• _Supplied text_:
[Begin]

[english only] 


TV SCANNER (timepiece)*
TOM SHERMAN

[The following text is excerpted from a speech made by Tom Sherman at a stockholder's meeting of Automated Perspective Inc. in Toronto, June 12, 1998]

TV SCANNER

REALAUDIO



"You don't have to wear a TV-wristwatch to know how to keep time with television. We learn how to organize just about everything that happens in life by watching television, hundreds of thousands of hours of TV. There's a rhythm, a pace and a residual weight to television that stays with us like a phantom. This sense of TV-inertia allows us to follow the myriad of bare bones stories that flit in and out, in and out, in and out. We memorize these stories in their multiple, though formally restricted variations, over time.

"We learn to recognize all the slots that things fall into...the disaster zones, the funny stuff, the romantic parts, the creepy dangerous times when it is too dark or raw or stripped down--so fundamentally lonely...and yes, we learn that it is time to buy new things--now it is time--they whet our appetites...we're really hungry...in fact we are told repeatedly that we are starving. We need a lot to survive. More than we'll ever know, we're told...

[End]

• _Your task_: Rewrite the television speech excerpt starting at "TV SCANNER (timepiece)*" and ending at "variations, over time.", with "phantom" changed to "ghost".

• _Supplied information_:
[Begin]

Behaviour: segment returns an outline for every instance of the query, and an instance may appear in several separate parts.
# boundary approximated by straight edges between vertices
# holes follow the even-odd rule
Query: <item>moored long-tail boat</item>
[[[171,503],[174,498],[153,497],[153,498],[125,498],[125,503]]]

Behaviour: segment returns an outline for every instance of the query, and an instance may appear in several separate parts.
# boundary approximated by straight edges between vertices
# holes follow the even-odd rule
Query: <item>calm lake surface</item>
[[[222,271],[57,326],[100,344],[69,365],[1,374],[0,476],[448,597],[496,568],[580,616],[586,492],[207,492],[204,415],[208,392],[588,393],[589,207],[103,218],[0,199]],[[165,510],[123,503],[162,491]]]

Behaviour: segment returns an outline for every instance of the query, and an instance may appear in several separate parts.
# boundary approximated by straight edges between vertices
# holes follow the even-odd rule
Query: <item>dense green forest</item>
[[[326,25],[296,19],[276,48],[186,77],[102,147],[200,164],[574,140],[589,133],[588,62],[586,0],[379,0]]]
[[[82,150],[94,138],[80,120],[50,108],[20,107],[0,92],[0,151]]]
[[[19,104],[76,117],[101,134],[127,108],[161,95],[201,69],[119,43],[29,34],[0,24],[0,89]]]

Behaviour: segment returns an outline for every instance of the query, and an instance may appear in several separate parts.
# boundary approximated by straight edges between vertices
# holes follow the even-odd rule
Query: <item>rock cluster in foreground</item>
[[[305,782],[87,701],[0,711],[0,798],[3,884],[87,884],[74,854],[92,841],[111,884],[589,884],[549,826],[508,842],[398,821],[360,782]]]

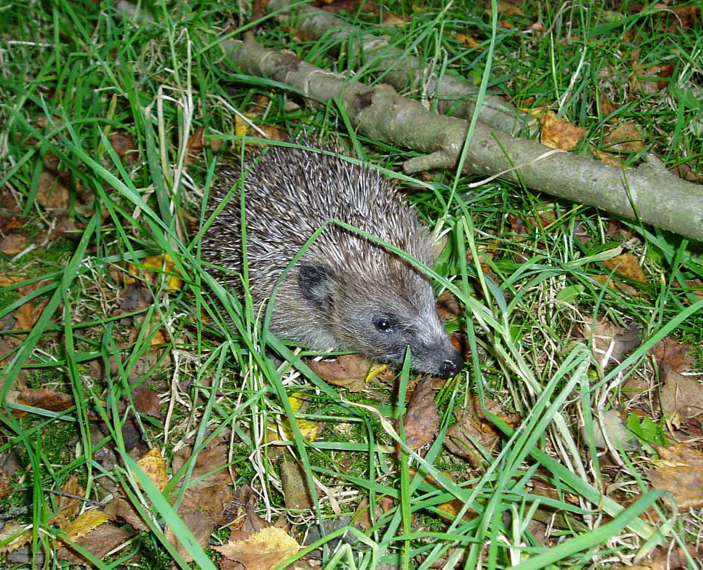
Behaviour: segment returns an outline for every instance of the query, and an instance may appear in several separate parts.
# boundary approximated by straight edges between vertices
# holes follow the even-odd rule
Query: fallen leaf
[[[415,387],[403,417],[405,440],[411,449],[419,449],[434,439],[439,427],[432,379],[424,378]]]
[[[195,132],[188,138],[188,144],[186,145],[186,164],[194,164],[195,161],[198,160],[198,157],[200,155],[200,153],[202,152],[203,132],[202,127],[199,127],[195,129]]]
[[[465,34],[457,33],[454,35],[454,39],[461,44],[465,48],[468,48],[469,49],[473,49],[474,48],[477,48],[481,45],[481,42],[477,39],[472,37],[471,36],[467,36]]]
[[[485,3],[484,11],[489,14],[491,13],[491,2],[489,1]],[[522,11],[520,10],[517,4],[507,1],[507,0],[499,0],[498,3],[498,13],[508,16],[524,15]]]
[[[703,453],[685,443],[654,447],[660,459],[647,472],[652,488],[673,493],[680,512],[703,507]]]
[[[579,333],[585,339],[593,338],[591,349],[602,366],[612,360],[619,361],[624,354],[640,344],[640,330],[636,325],[625,329],[614,325],[607,317],[598,320],[594,325],[582,324]]]
[[[690,342],[679,342],[673,337],[666,337],[650,349],[650,354],[660,368],[685,372],[693,365],[692,348]]]
[[[5,469],[0,467],[0,499],[6,497],[12,493],[12,485],[10,484],[10,477]]]
[[[139,266],[134,264],[127,266],[128,275],[124,278],[124,283],[130,285],[138,279],[146,279],[151,285],[156,285],[163,280],[167,290],[179,291],[183,287],[183,280],[174,267],[175,264],[168,254],[150,255],[145,257]]]
[[[557,119],[553,111],[548,111],[540,118],[542,129],[540,142],[550,148],[573,148],[588,132],[586,129],[569,124],[564,119]]]
[[[676,426],[695,417],[703,417],[703,386],[693,376],[662,369],[662,410]]]
[[[159,449],[152,448],[137,460],[136,464],[160,491],[166,488],[169,477],[166,474],[166,462]]]
[[[37,187],[37,201],[49,211],[66,210],[68,209],[68,187],[56,172],[42,170]]]
[[[241,540],[230,540],[213,548],[232,560],[237,560],[247,570],[270,570],[295,555],[300,547],[290,536],[269,526]]]
[[[22,390],[18,394],[16,401],[24,406],[39,408],[52,412],[63,412],[75,404],[72,396],[58,390],[51,390],[49,388],[39,388],[37,390]]]
[[[238,488],[222,512],[223,524],[232,522],[230,528],[246,536],[270,526],[267,521],[257,514],[258,500],[254,490],[248,485]]]
[[[606,269],[615,268],[615,273],[631,279],[633,281],[638,281],[640,283],[647,283],[647,278],[644,271],[640,266],[638,259],[631,253],[624,253],[617,255],[611,259],[606,259],[602,262],[603,267]]]
[[[152,417],[161,417],[159,394],[142,384],[132,391],[134,409]]]
[[[371,363],[358,354],[345,354],[330,361],[311,361],[310,368],[325,382],[360,392],[366,385],[366,375]]]
[[[212,522],[207,520],[200,512],[186,512],[181,515],[181,520],[183,521],[183,524],[185,524],[188,530],[193,533],[195,541],[201,547],[206,548],[210,535],[212,534],[212,531],[215,529]],[[166,540],[176,547],[178,553],[183,557],[186,562],[190,563],[193,561],[194,559],[188,551],[188,546],[183,544],[176,537],[176,533],[170,526],[166,529]]]
[[[135,531],[147,532],[149,529],[141,515],[122,497],[117,497],[108,503],[104,510],[112,519],[122,519]]]
[[[635,154],[645,148],[645,140],[631,122],[621,123],[603,137],[603,145],[607,150]]]
[[[286,508],[311,509],[314,506],[305,469],[297,462],[287,459],[280,462],[280,484]]]
[[[627,295],[628,297],[636,297],[638,294],[638,290],[633,287],[629,283],[625,283],[622,281],[616,281],[613,280],[610,276],[608,275],[592,275],[590,276],[591,278],[594,281],[600,283],[600,285],[604,285],[612,291],[617,291],[624,295]]]
[[[0,239],[0,252],[7,255],[16,255],[27,247],[27,236],[21,233],[11,233]]]
[[[676,67],[676,64],[671,62],[636,70],[630,77],[630,89],[633,93],[641,91],[645,95],[653,95],[663,91],[669,86]]]
[[[515,427],[520,423],[519,415],[508,413],[498,403],[489,398],[484,401],[486,410],[510,427]],[[464,458],[472,467],[478,469],[485,461],[474,442],[491,453],[500,443],[501,434],[486,416],[481,401],[472,398],[466,409],[457,413],[456,423],[447,430],[443,443],[450,453]]]
[[[66,538],[71,542],[85,536],[93,529],[110,520],[110,515],[97,509],[85,511],[64,529]]]
[[[126,164],[133,164],[136,160],[137,146],[131,135],[116,131],[110,136],[110,144],[117,156]]]
[[[92,554],[98,560],[105,557],[105,555],[114,550],[120,545],[124,544],[134,533],[118,529],[112,524],[101,524],[87,535],[73,540],[86,550]],[[91,566],[92,564],[83,555],[72,550],[68,545],[64,545],[56,552],[56,558],[59,560],[68,560],[74,564]]]
[[[608,410],[603,414],[602,422],[601,426],[599,422],[594,420],[595,431],[588,433],[586,426],[581,426],[581,436],[586,439],[589,434],[592,435],[594,443],[599,449],[607,448],[606,437],[615,449],[622,447],[626,451],[632,451],[640,448],[640,442],[634,434],[625,427],[619,410],[615,408]]]
[[[15,536],[16,535],[16,536]],[[9,542],[10,537],[14,536]],[[0,554],[13,552],[18,548],[32,540],[32,526],[20,524],[14,521],[8,521],[5,526],[0,529]]]
[[[602,114],[603,117],[607,117],[609,115],[612,115],[618,110],[619,108],[616,107],[613,102],[610,100],[605,93],[600,94],[600,112]],[[614,122],[617,119],[612,117],[609,119],[609,122]]]
[[[82,497],[85,494],[85,490],[81,486],[78,482],[78,479],[73,475],[69,477],[68,480],[63,484],[63,486],[61,487],[61,492],[75,495],[77,497]],[[57,511],[67,519],[72,519],[80,511],[82,503],[82,501],[74,497],[61,495],[58,498],[58,509]]]

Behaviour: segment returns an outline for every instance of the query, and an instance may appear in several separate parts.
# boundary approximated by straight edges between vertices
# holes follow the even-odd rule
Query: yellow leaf
[[[166,484],[169,482],[166,474],[166,462],[158,449],[155,447],[150,449],[139,458],[136,464],[160,491],[166,488]]]
[[[11,536],[15,538],[7,544],[0,546],[0,554],[13,552],[30,542],[32,540],[32,526],[27,527],[26,524],[8,521],[2,530],[0,530],[0,541],[4,542]]]
[[[300,546],[280,529],[267,526],[243,540],[231,540],[214,548],[247,570],[270,570],[295,555]]]
[[[97,509],[86,511],[65,528],[66,538],[71,542],[85,536],[88,533],[110,520],[110,515]]]

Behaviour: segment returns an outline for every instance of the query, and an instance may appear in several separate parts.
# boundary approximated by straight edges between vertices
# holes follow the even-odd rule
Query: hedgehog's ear
[[[318,305],[328,307],[332,268],[324,264],[302,262],[298,269],[298,283],[303,297]]]
[[[441,255],[441,252],[444,251],[444,248],[446,247],[446,242],[449,239],[449,236],[446,233],[444,235],[434,238],[434,242],[432,244],[432,263],[434,264],[439,259],[439,256]]]

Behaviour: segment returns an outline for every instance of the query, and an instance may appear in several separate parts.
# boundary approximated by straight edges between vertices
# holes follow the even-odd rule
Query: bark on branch
[[[295,20],[297,30],[316,39],[325,37],[347,43],[346,51],[354,62],[363,66],[373,63],[382,73],[382,80],[401,91],[408,85],[421,85],[422,95],[437,98],[437,108],[442,115],[470,119],[476,109],[478,89],[463,77],[444,74],[440,77],[427,69],[417,58],[390,46],[382,37],[350,25],[334,14],[302,5],[291,15],[291,0],[269,0],[269,13],[278,12],[276,19],[290,22]],[[493,129],[515,136],[531,137],[539,131],[538,122],[519,111],[497,95],[486,93],[479,110],[479,120]]]
[[[245,73],[290,85],[314,100],[337,98],[366,136],[425,153],[406,162],[406,172],[456,166],[468,129],[466,121],[432,113],[389,85],[369,87],[348,82],[253,40],[222,45],[233,65]],[[517,165],[529,188],[630,219],[636,219],[636,208],[646,224],[703,241],[703,187],[669,174],[658,160],[647,157],[638,168],[623,171],[572,153],[541,160],[549,150],[478,123],[464,169],[491,176]],[[501,178],[518,181],[515,171]]]

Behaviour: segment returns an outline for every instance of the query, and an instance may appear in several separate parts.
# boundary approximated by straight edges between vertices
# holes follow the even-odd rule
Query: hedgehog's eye
[[[376,322],[373,324],[375,325],[376,329],[381,331],[381,332],[391,332],[393,330],[393,325],[385,317],[377,318]]]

[End]

• _Written response_:
TV SCANNER (timepiece)*
TOM SHERMAN

[The following text is excerpted from a speech made by Tom Sherman at a stockholder's meeting of Automated Perspective Inc. in Toronto, June 12, 1998]

TV SCANNER

REALAUDIO



"You don't have to wear a TV-wristwatch to know how to keep time with television. We learn how to organize just about everything that happens in life by watching television, hundreds of thousands of hours of TV. There's a rhythm, a pace and a residual weight to television that stays with us like a ghost. This sense of TV-inertia allows us to follow the myriad of bare bones stories that flit in and out, in and out, in and out. We memorize these stories in their multiple, though formally restricted variations, over time.